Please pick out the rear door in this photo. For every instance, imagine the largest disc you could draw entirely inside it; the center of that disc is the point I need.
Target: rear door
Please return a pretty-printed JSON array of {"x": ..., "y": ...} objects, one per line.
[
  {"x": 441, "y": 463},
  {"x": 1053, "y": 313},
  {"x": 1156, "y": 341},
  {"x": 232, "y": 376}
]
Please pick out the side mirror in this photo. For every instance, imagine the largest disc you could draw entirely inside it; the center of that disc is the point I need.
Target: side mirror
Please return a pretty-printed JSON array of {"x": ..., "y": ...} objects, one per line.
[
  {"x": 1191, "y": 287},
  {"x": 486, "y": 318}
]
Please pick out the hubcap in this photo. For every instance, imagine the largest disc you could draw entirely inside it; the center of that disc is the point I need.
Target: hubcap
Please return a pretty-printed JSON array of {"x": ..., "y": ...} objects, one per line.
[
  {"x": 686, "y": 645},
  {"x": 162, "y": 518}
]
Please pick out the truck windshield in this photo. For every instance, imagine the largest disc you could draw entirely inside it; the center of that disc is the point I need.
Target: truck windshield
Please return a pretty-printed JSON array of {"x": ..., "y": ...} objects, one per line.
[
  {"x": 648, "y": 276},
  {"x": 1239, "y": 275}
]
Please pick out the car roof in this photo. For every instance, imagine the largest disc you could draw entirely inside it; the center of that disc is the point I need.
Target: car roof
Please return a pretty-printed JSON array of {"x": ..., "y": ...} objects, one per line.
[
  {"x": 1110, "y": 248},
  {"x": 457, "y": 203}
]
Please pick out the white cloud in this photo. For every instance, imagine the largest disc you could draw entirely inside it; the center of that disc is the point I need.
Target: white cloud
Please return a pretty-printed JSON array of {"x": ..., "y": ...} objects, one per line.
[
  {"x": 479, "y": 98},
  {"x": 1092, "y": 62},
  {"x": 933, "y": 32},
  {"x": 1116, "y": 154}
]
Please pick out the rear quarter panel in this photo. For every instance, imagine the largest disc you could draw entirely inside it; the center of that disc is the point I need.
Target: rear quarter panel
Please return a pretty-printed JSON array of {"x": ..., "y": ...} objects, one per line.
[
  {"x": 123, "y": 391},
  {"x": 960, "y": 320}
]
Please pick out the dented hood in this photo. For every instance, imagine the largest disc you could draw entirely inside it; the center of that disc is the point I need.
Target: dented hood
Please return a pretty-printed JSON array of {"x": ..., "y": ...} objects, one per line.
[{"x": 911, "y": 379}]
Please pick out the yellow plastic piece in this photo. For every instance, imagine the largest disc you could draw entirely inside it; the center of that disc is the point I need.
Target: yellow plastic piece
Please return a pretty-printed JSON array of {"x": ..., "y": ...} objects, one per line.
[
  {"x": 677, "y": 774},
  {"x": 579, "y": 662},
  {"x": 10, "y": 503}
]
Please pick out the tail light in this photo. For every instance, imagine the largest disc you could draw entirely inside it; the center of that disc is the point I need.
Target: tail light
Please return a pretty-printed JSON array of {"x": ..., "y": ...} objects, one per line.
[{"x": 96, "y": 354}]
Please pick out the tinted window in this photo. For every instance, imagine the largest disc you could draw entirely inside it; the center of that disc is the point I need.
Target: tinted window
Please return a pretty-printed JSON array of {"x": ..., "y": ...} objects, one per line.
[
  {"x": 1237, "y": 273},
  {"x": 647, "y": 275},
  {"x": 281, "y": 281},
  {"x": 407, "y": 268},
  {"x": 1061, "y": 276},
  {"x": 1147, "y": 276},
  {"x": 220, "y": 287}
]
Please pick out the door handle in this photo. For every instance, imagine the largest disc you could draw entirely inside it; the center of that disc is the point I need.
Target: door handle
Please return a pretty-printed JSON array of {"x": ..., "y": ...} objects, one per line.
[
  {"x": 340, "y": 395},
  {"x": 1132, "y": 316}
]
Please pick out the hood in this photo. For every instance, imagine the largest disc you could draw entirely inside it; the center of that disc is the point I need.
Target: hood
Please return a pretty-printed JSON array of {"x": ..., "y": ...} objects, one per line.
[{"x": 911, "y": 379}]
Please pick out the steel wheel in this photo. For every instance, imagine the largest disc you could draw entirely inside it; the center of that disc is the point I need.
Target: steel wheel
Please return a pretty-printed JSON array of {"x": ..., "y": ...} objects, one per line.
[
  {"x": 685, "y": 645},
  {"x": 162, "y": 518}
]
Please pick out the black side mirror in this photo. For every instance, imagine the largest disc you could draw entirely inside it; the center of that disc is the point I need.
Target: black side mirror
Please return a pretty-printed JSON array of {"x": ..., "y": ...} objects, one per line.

■ **Problem description**:
Copy the listing exactly.

■ **Written answer**:
Please pick out the rear door in this photo. For every instance, imagine the largest disc you could draw entirely inside it; the center of that disc is the point I need.
Target: rear door
Please return a pretty-printed JSON array of {"x": ..., "y": ...} objects, one per line.
[
  {"x": 441, "y": 463},
  {"x": 1053, "y": 313},
  {"x": 1156, "y": 341},
  {"x": 232, "y": 376}
]
Please pick out the side mirror in this photo. For every instance, imagine the largest disc you could draw entirely inside it; the center of that disc is the point I need.
Target: side mirror
Please return a pretty-printed JSON array of {"x": ..., "y": ...} objects, one per line.
[
  {"x": 1191, "y": 287},
  {"x": 486, "y": 318}
]
Please pick out the hubcap in this photo. For every instance, imagine the largest disc you could draw entirely inside it; the center of that disc is the point I need.
Target: hubcap
Please return a pretty-printed JSON array of {"x": ..., "y": ...} objects, one per line.
[
  {"x": 686, "y": 645},
  {"x": 162, "y": 518}
]
Please pick out the truck windshield in this photo. For every instance, imagine the largest disc you could draw entirely inside it; the center of that disc is the point I need.
Target: truck windshield
Please return a pretty-printed JSON array of {"x": ..., "y": ...} objects, one per line.
[
  {"x": 648, "y": 276},
  {"x": 1239, "y": 275}
]
Please pick out the car roof in this photo. For every instance, imagine the largest disc you could draw entirely inside it; the center of that disc is the point I need.
Target: car roof
Please return a pretty-printed JSON array of {"x": ..., "y": ...} objects, one per line.
[
  {"x": 1110, "y": 248},
  {"x": 457, "y": 203}
]
Please pick out the white cloud in this photo. For every instance, imagine the largest disc you could draw entirely inside it; the center of that disc is the point I need.
Target: white cloud
Please return a pretty-printed JSON array of {"x": ..., "y": ...} objects, one per line.
[
  {"x": 479, "y": 98},
  {"x": 1092, "y": 62},
  {"x": 933, "y": 32},
  {"x": 1116, "y": 154}
]
Please pick out the rear quarter panel in this photo. For every instance, imagine the largest disc you could draw entirely inside it; the center of that disc is the point I need.
Target: rear quarter panel
Please return a pretty-printed JSON array of {"x": ..., "y": ...} objects, one per line.
[
  {"x": 123, "y": 391},
  {"x": 960, "y": 320}
]
Please pick out the dented hood in this photo. For every instance, imagine the largest disc you could draw entirely inside it; the center of that disc is the point I need.
Target: dented hood
Please return a pretty-printed JSON array of {"x": ..., "y": ...} objects, one per line.
[{"x": 911, "y": 379}]
Please pick out the yellow plastic piece in this photo. For every instance, imagine the largest disc you could draw entirely inside it; the center of that disc is the point I need.
Target: yellow plastic piece
Please return a pretty-printed JSON array of {"x": ..., "y": ...} objects, one per line.
[
  {"x": 677, "y": 774},
  {"x": 579, "y": 662},
  {"x": 10, "y": 503}
]
Please pick out the tail light in this photo. For every instance, imagine the largest disc you could draw entirely inside it; the center of that disc is the point I need.
Target: tail light
Please return a pretty-printed JSON array of {"x": ..., "y": ...} objects, one per line.
[{"x": 96, "y": 354}]
Please pick out the tinted window in this photo. For every instance, imagine the largest disc you could draw entirely inside it; the center of that disc is the point I need.
Target: tinted window
Please return a pretty-printed JSON array of {"x": ..., "y": ...} objects, one per line.
[
  {"x": 1237, "y": 273},
  {"x": 647, "y": 275},
  {"x": 281, "y": 281},
  {"x": 407, "y": 268},
  {"x": 1061, "y": 276},
  {"x": 1147, "y": 276},
  {"x": 220, "y": 287}
]
Please pick out the door handle in this photo. For every instance, imagine the largest disc you could draw entirely inside it; the center of that disc is the point I need.
Target: door handle
Please return a pretty-printed JSON array of {"x": ..., "y": ...} objects, one per line.
[
  {"x": 340, "y": 395},
  {"x": 1132, "y": 316}
]
Please pick out the hood in this photo. For every instance, imagine the largest disc you could draw entirely inside it; the center of that disc is the point I need.
Target: hood
Please return a pretty-printed JSON array of {"x": ..., "y": ...} objects, one per line.
[{"x": 911, "y": 379}]
Please pick out the steel wheel in this photo. For every instance, imagine the largest disc you could draw entirely inside it; the center of that disc is the point I need.
Target: steel wheel
Please return a pretty-printed JSON array of {"x": ..., "y": ...} objects, one per line.
[
  {"x": 685, "y": 645},
  {"x": 162, "y": 518}
]
Please pick out the black side mirror in this photo. For every instance, imagine the largest disc you could draw entirely inside it; the center of that disc is the point I need.
Target: black side mirror
Please return a pretty-printed JSON array of {"x": ..., "y": ...} objects, one per line.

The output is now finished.